── Vorliegender Auszug ──
Die Sensoren 2 bilden die Slaves des Bussystems 1 (z. B. ein ASI-Bussystem), welches vom Master, der von einer Steuereinheit 3 gebildet ist, zentral gesteuert wird. Der Master und die Slaves sind über Busleitungen 4 miteinander verbunden. Der Master fragt die einzelnen Slaves unter vorgegebenen Adressen zyklisch ab, worauf jeder Slave eine Antwort an den Master sendet. Ein Masteraufruf besteht aus einem Startbit, einer 5 Bit-breiten Adresse, 2 Bit Steuerinformation, 4 Bit Nutzdaten sowie jeweils einem Paritäts- und Stopp-Bit. Die zugehörige Slaveantwort enthält ein Startbit, 4 Bit Nutzdaten sowie jeweils ein Paritäts- und Stopp-Bit.
Die Slaves werden jeweils von einer Lichtschranke mit einem Sendelichtstrahlen 13 emittierenden Sender 14 und einem Empfänger 15 gebildet, wobei z. B. vierzehn Lichtschranken verwendet werden. Der Schaltzustand "0" entspricht einem freien Strahlengang, so dass die vom Sender 14 emittierten Sendelichtstrahlen 13 ungehindert auf den Empfänger 15 treffen.
Zur Überprüfung der über die Busleitungen 4 gesendeten Signale ist eine redundante Auswerteeinheit 8 an das Bussystem 1 angeschlossen, welche fortlaufend die auf den Busleitungen 4 übertragenen Signale abhört. Die Inbetriebsetzung des Arbeitsgeräts erfolgt über Ausgänge 11, 12 der Auswerteeinheit 8, falls der Datenverkehr über die Busleitungen 4 fehlerfrei erfolgt und sich die einzelnen Sensoren 2 jeweils im Schaltzustand "0" befinden.
2.2.2 Die Beschwerdeführerin 1 ist der Ansicht, dass das Dokument D3 einen direkten Verweis auf die automatische Adressvergabe gemäß Dokument E4 enthalte, welches ein identisches ASI-Bussystem wie Dokument D3 betreffe. Im Dokument E4, Seite 24, letzter Absatz, werde explizit eine automatische Adressvergabe beschrieben. Dieses Dokument stelle überdies allgemeines Fachwissen dar. Außerdem zeige Dokument E1, Abbildung 1, dass der Steuereinheit die physische Reihenfolge bekannt sein muss.
Die Beschwerdegegnerin ist der Meinung, dass die Merkmale 1.6 bis 1.8 des Anspruchs 1 aus Dokument D3 nicht bekannt seien.
───
Zu erledigende Aufgaben:
a) Prüfe anhand des Auszugs, ob diese Aussagen zutreffen: (i) Ein Masteraufruf enthält 4 Bit Nutzdaten. (ii) Die Slaveantwort enthält eine 5 Bit breite Adresse. (iii) Der Schaltzustand "0" steht für einen unterbrochenen Strahlengang. Beantworte jede mit Ja oder Nein und zitiere die entscheidenden Worte.
b) Wo in Dokument E4 wird laut dem Auszug die automatische Adressvergabe beschrieben?
c) Schreibe aus dem Auszug wörtlich den Abschnitt von „Die Sensoren 2“ bis einschließlich „ein Paritäts- und Stopp-Bit.“ ab.
── Datensatz ──
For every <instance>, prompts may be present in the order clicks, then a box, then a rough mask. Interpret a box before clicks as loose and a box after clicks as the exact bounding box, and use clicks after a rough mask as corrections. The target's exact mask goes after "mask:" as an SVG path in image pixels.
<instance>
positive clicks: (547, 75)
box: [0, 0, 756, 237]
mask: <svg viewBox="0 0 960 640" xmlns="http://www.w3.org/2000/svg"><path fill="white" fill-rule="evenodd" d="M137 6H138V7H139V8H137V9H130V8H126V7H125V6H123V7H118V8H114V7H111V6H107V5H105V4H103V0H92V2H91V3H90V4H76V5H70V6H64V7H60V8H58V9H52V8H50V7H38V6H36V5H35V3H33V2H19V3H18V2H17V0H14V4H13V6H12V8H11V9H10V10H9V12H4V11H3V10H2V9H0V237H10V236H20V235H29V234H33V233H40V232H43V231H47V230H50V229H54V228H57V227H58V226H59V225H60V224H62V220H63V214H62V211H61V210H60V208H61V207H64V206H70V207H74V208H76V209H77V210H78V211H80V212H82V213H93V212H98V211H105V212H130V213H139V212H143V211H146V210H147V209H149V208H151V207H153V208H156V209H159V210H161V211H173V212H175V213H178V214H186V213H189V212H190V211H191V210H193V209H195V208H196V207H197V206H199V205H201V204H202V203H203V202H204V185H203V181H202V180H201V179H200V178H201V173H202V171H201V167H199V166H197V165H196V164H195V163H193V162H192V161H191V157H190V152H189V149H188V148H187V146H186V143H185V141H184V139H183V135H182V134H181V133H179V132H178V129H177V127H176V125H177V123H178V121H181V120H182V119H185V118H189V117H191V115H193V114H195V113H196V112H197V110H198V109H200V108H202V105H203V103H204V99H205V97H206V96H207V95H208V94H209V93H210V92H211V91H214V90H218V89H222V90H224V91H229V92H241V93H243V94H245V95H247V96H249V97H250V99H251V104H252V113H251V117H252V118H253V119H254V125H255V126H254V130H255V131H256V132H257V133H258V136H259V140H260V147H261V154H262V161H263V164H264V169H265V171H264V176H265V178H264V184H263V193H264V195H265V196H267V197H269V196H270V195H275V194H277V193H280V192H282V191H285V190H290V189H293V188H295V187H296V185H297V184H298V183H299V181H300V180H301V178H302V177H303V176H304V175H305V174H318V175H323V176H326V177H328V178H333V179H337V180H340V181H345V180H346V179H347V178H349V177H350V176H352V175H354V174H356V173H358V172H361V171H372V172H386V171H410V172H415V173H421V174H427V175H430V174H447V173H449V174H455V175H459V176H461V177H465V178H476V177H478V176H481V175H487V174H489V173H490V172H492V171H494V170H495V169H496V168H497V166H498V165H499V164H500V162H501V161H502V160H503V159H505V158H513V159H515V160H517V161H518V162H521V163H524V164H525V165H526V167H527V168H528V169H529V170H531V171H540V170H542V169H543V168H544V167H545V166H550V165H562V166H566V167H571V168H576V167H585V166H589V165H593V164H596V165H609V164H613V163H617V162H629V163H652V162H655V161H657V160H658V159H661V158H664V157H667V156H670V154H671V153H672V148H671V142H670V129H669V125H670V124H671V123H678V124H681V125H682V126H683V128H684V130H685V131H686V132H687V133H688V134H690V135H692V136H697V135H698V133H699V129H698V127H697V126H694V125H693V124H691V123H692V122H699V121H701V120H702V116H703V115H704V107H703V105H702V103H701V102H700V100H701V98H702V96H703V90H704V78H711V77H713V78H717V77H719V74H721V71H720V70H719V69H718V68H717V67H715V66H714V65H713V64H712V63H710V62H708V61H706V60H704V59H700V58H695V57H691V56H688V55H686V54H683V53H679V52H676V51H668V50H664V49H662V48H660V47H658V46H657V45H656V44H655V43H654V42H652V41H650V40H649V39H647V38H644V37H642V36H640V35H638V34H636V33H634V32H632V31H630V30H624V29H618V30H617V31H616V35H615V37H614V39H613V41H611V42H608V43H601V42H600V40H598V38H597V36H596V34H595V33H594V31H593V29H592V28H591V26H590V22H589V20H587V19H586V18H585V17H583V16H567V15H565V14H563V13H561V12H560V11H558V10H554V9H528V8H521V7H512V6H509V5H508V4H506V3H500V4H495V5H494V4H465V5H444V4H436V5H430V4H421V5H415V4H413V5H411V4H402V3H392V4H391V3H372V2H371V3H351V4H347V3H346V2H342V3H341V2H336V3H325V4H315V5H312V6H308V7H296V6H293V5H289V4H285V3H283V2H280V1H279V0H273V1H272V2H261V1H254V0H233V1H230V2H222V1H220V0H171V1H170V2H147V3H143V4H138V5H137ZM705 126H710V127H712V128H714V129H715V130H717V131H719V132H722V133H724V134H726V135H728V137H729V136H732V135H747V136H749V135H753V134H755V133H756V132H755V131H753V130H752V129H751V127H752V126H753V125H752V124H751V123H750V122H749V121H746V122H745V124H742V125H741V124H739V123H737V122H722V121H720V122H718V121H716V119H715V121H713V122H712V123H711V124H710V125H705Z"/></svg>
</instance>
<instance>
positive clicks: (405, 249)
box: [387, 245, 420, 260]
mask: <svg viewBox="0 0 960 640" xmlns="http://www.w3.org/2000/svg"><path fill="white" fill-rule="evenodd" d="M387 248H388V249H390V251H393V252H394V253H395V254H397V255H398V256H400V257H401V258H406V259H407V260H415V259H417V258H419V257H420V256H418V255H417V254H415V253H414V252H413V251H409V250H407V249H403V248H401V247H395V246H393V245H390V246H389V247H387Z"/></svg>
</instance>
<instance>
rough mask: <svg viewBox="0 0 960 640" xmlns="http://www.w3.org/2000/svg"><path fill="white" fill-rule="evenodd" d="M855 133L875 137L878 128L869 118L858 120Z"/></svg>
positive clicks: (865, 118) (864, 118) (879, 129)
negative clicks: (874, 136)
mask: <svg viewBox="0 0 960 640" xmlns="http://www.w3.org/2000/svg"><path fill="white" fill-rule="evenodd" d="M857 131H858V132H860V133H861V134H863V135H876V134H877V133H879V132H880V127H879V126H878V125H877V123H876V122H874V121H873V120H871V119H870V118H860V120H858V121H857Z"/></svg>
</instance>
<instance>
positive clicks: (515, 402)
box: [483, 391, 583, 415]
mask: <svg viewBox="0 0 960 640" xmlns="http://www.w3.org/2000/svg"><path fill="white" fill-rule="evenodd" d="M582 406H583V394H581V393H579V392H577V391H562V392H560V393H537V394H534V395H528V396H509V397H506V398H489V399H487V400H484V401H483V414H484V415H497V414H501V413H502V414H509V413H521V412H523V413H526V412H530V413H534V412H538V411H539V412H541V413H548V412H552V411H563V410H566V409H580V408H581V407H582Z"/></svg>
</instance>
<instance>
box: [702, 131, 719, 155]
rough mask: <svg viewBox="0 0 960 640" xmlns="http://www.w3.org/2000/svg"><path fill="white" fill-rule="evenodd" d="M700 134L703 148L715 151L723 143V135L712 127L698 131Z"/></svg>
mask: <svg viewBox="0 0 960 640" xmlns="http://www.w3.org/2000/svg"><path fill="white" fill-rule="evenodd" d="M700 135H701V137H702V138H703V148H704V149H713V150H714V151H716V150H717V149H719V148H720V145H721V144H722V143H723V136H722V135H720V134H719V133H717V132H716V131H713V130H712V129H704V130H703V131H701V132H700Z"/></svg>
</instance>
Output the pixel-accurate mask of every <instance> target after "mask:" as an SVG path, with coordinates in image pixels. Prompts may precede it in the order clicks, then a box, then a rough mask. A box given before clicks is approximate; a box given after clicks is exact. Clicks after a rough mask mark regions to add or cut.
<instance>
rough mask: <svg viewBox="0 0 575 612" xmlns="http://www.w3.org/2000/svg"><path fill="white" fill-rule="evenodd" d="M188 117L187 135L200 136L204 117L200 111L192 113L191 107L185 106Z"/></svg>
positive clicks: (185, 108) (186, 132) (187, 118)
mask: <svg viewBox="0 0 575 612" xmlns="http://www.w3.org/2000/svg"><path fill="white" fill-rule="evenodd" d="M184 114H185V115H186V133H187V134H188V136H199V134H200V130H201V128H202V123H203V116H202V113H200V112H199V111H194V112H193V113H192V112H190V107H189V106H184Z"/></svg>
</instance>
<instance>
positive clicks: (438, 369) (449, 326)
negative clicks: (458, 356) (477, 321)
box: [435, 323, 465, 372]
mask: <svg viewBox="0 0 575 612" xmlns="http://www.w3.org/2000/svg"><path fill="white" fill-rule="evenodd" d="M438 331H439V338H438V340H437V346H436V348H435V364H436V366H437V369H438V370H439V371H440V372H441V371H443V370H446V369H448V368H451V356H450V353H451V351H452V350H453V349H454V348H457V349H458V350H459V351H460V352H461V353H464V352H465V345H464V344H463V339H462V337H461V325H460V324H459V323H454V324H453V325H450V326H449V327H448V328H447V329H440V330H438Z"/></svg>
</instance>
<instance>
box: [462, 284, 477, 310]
───
Geordnete Lösungen:
a)
(i) Ja: „Ein Masteraufruf besteht aus einem Startbit, einer 5 Bit-breiten Adresse, 2 Bit Steuerinformation, 4 Bit Nutzdaten sowie jeweils einem Paritäts- und Stopp-Bit.“
(ii) Nein: „Die zugehörige Slaveantwort enthält ein Startbit, 4 Bit Nutzdaten sowie jeweils ein Paritäts- und Stopp-Bit.“
(iii) Nein: „Der Schaltzustand "0" entspricht einem freien Strahlengang“

b) Auf Seite 24, im letzten Absatz.

c)
Die Sensoren 2 bilden die Slaves des Bussystems 1 (z. B. ein ASI-Bussystem), welches vom Master, der von einer Steuereinheit 3 gebildet ist, zentral gesteuert wird. Der Master und die Slaves sind über Busleitungen 4 miteinander verbunden. Der Master fragt die einzelnen Slaves unter vorgegebenen Adressen zyklisch ab, worauf jeder Slave eine Antwort an den Master sendet. Ein Masteraufruf besteht aus einem Startbit, einer 5 Bit-breiten Adresse, 2 Bit Steuerinformation, 4 Bit Nutzdaten sowie jeweils einem Paritäts- und Stopp-Bit. Die zugehörige Slaveantwort enthält ein Startbit, 4 Bit Nutzdaten sowie jeweils ein Paritäts- und Stopp-Bit.